> **Source material**:

★ ★ ★ ★ ★

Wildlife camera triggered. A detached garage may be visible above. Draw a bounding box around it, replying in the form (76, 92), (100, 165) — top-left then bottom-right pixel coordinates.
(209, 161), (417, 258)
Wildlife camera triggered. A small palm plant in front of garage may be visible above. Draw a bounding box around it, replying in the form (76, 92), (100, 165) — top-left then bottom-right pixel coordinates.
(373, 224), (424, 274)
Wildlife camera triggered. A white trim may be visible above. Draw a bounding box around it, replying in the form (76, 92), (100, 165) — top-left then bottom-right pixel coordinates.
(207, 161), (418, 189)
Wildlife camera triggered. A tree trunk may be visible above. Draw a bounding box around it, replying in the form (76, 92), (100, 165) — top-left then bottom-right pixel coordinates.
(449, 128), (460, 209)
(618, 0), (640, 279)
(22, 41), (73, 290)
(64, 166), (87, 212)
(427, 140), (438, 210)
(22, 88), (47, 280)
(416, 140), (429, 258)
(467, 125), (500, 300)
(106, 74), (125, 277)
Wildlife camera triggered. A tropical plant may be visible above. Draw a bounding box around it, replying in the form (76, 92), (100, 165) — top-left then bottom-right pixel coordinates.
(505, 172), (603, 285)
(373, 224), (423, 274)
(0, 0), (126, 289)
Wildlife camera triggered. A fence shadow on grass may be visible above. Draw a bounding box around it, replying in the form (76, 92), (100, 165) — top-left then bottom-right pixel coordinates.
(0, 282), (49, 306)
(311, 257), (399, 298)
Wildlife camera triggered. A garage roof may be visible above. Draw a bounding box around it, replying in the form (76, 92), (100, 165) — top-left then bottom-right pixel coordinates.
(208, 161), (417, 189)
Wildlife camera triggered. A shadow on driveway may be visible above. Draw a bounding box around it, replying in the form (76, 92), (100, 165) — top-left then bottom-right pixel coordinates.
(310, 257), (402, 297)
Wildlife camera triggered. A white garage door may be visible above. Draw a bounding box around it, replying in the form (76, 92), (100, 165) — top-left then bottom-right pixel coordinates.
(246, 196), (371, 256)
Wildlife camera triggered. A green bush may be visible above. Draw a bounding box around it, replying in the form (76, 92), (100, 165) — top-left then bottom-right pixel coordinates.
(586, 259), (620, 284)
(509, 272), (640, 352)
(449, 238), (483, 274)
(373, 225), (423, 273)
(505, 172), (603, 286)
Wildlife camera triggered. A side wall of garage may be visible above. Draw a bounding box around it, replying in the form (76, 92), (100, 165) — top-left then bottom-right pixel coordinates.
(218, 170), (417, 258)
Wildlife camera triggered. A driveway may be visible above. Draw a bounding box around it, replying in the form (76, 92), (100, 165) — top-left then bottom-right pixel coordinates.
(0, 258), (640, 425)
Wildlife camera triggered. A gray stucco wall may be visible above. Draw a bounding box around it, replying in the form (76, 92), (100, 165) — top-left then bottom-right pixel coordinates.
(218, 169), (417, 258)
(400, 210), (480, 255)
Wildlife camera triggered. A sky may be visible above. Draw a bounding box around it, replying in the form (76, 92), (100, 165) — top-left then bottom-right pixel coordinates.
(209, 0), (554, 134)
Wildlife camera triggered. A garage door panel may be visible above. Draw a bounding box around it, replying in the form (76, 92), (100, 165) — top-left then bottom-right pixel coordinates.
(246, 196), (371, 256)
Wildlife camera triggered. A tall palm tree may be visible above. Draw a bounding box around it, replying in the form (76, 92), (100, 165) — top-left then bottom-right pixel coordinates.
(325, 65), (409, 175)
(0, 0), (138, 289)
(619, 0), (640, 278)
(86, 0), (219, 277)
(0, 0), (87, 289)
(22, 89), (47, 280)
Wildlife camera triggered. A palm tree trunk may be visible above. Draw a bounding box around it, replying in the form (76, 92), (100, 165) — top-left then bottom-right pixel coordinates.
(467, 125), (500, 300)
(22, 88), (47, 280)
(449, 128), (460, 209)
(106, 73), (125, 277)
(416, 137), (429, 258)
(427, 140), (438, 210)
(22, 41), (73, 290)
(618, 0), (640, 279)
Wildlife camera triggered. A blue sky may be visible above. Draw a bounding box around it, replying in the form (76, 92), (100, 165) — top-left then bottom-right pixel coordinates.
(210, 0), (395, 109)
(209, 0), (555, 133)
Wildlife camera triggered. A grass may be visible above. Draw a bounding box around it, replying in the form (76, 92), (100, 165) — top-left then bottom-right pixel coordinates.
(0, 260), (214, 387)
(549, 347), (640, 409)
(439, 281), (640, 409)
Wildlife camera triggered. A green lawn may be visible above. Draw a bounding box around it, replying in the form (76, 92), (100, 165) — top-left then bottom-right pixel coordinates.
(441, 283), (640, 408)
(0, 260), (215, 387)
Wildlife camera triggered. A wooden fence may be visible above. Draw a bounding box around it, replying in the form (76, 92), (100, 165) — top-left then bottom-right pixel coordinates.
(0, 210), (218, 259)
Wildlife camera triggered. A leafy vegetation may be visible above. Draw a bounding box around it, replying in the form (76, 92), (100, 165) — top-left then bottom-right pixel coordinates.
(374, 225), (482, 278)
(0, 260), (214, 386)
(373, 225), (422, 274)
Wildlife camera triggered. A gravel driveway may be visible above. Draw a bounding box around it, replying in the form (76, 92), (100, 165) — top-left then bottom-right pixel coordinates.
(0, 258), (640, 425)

★ ★ ★ ★ ★

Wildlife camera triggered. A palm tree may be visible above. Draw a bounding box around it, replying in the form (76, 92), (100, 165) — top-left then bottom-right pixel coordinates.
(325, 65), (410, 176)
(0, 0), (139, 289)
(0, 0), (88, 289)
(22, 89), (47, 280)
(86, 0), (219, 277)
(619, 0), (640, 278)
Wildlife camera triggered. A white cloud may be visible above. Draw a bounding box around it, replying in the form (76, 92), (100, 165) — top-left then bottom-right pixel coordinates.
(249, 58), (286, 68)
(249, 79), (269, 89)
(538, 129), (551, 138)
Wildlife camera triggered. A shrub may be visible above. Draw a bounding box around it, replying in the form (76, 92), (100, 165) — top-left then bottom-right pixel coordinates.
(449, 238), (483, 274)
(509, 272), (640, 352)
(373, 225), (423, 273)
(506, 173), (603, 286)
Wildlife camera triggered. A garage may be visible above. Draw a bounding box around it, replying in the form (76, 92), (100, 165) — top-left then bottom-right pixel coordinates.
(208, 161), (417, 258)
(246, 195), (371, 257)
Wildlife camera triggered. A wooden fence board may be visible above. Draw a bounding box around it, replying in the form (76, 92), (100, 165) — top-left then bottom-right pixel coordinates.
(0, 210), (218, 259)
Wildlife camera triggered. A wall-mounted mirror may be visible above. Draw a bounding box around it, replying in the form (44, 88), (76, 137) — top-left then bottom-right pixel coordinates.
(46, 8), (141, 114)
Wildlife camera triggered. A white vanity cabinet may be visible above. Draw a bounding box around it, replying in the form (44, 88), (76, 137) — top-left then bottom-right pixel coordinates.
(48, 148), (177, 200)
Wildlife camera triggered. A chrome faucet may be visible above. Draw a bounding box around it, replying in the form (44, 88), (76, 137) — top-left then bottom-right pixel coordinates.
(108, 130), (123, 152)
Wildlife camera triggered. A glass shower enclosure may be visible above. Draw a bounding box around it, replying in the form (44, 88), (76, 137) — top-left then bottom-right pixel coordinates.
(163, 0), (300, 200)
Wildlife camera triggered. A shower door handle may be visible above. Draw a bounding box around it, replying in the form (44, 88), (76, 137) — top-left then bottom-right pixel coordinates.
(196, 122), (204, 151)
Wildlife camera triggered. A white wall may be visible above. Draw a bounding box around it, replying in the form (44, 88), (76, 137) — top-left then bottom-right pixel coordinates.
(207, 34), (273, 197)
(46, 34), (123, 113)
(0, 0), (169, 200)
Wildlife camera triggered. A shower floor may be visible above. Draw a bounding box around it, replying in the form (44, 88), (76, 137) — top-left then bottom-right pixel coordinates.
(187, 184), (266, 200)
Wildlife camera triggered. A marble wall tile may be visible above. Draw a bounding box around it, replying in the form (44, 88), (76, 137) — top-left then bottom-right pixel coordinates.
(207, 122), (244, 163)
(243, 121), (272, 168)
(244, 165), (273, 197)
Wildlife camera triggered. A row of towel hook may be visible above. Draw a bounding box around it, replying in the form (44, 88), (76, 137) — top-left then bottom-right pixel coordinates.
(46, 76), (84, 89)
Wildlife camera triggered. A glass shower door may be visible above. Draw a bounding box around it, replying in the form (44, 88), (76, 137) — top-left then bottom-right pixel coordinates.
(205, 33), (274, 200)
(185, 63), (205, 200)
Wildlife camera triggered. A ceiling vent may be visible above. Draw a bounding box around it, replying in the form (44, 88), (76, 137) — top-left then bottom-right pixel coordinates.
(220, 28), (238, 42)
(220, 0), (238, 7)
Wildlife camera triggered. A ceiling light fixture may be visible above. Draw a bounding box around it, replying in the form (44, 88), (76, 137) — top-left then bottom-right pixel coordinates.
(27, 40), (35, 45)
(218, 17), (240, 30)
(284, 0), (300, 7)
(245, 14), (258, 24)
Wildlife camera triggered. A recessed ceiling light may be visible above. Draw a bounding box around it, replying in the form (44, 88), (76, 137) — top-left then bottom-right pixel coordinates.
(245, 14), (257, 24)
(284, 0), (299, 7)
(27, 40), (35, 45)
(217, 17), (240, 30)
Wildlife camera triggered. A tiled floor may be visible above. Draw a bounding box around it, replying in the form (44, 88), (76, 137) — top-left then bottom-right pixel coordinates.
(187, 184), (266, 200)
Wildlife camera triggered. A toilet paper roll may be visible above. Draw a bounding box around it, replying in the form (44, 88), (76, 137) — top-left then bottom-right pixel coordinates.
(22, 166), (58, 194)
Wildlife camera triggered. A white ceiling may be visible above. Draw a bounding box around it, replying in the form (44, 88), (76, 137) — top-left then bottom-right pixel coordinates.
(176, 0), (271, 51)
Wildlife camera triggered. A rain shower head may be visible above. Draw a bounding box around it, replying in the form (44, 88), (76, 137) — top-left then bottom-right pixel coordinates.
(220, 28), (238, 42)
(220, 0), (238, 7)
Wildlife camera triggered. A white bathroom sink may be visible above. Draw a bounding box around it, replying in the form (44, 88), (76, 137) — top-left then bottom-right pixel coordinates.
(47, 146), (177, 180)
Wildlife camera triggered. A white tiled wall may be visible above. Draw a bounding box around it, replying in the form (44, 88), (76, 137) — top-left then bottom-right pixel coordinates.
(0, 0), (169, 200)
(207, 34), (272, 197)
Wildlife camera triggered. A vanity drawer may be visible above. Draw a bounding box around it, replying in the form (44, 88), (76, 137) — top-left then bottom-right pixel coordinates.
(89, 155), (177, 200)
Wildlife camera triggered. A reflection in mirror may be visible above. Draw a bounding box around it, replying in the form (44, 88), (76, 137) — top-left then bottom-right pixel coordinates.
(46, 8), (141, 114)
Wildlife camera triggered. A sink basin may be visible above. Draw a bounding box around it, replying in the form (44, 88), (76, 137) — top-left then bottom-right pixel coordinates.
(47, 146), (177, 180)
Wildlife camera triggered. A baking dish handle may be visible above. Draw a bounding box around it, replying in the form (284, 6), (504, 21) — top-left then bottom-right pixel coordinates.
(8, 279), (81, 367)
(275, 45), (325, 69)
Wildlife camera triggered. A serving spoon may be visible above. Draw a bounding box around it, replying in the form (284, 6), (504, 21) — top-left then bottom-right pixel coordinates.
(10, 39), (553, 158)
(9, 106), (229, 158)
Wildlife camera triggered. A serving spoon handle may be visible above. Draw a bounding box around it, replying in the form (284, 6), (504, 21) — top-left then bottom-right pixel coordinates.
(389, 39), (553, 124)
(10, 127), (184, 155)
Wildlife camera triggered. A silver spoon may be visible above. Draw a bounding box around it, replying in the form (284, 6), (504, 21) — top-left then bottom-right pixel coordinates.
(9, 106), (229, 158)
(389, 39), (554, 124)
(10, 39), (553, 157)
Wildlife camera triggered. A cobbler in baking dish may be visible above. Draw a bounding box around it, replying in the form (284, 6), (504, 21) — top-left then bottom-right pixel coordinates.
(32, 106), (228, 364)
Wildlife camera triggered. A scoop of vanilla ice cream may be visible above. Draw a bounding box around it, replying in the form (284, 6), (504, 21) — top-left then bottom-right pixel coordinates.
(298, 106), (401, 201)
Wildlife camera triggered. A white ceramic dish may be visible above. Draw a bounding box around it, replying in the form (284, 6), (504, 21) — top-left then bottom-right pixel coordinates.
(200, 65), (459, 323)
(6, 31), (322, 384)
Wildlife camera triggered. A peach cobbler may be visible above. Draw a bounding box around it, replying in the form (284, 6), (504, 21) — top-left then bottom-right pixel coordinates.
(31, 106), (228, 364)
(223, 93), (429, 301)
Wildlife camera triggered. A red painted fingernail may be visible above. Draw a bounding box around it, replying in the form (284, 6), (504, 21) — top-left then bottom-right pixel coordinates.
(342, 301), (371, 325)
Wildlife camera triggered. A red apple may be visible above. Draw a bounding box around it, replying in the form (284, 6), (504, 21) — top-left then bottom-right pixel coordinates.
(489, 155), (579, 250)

★ ★ ★ ★ ★

Print the data word for word, starting at the line with "Wildlife camera triggered. A detached" and ending at the line with "(207, 161), (418, 189)". Include both of those lines.

> **Solution for this exercise**:
Wildlife camera triggered. A detached garage may be visible above. Draw a bounding box around it, replying in the form (76, 92), (100, 165) — top-left then bottom-right pixel coordinates.
(209, 161), (417, 258)
Wildlife camera triggered. A small palm plant in front of garage may be visible above. Draw a bounding box around it, replying in the form (76, 92), (100, 165) — top-left then bottom-right pixel coordinates.
(373, 224), (424, 274)
Wildlife camera triggered. A white trim may be visible above. Draw a bounding box around it, replying in the form (76, 92), (100, 165) — top-left then bottom-right pixel coordinates.
(207, 161), (418, 189)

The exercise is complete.